WHAT YOU HAVE TO DO
Update the data starting at the line containing "It would be great if you could detect the decorative" and ending at the line containing "[37, 18, 346, 399]", replacing "floral painting" with "floral mural" and keeping everything else the same. Leave the pictures out of your answer.

DATA PROVIDED
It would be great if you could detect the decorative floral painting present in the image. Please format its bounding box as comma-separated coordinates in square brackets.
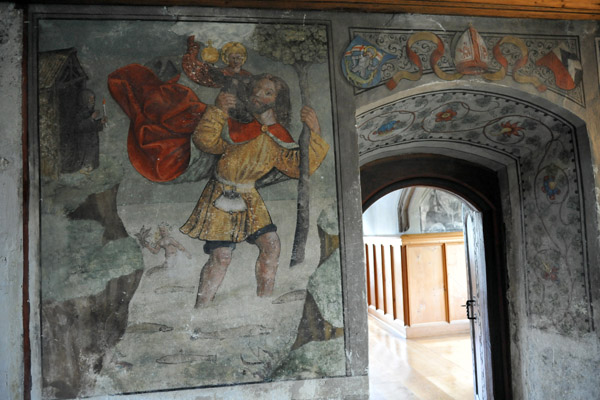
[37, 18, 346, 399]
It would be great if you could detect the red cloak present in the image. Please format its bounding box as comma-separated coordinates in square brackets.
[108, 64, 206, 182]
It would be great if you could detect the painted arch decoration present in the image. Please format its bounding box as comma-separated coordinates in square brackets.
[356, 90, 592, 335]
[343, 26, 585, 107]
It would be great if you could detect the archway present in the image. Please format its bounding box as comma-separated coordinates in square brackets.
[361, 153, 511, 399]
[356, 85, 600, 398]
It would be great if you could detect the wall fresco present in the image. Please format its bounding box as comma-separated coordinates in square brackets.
---
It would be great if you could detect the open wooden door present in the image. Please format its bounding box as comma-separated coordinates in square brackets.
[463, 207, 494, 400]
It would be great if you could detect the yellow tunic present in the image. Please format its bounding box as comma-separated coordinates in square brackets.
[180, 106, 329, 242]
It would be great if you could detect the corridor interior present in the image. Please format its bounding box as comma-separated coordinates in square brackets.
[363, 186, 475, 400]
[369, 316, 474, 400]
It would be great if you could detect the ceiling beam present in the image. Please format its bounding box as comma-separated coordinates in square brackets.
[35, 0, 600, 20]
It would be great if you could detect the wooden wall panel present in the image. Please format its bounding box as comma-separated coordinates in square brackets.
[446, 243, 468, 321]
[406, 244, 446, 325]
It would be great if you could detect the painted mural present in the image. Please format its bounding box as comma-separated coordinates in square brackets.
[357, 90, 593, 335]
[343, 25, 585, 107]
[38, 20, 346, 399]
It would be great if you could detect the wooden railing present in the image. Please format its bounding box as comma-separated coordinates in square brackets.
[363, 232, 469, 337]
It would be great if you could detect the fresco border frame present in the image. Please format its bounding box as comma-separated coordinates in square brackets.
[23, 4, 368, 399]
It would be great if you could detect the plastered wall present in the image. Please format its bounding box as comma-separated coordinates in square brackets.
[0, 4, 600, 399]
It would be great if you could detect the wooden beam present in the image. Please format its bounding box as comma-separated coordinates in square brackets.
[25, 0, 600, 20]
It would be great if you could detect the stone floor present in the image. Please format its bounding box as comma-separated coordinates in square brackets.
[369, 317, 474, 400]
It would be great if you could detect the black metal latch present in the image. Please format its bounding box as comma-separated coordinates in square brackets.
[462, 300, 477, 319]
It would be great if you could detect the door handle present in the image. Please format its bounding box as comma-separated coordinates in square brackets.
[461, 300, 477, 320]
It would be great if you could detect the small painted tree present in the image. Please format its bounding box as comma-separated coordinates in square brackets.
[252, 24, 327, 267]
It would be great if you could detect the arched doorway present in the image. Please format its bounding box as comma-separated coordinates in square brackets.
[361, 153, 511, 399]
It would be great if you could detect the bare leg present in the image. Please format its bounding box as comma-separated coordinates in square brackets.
...
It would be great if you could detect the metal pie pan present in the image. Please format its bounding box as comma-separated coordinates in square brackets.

EXERCISE ANSWER
It would be great if you could detect the decorative floral mural present in the image. Please format its bounding box as comma-separated coordinates in square brackets.
[37, 18, 346, 399]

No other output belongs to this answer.